Copy out the entries that follow. Leave none out.

##############################

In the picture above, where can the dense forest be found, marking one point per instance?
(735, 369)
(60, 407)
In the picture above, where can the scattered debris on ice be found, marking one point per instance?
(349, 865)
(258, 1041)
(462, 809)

##############################

Your solution:
In the picture above, where can the dense forest be found, marking one point per instance?
(735, 369)
(60, 407)
In the picture above, where can the scattered debris on ice be found, marking one point per instance?
(349, 865)
(258, 1041)
(462, 809)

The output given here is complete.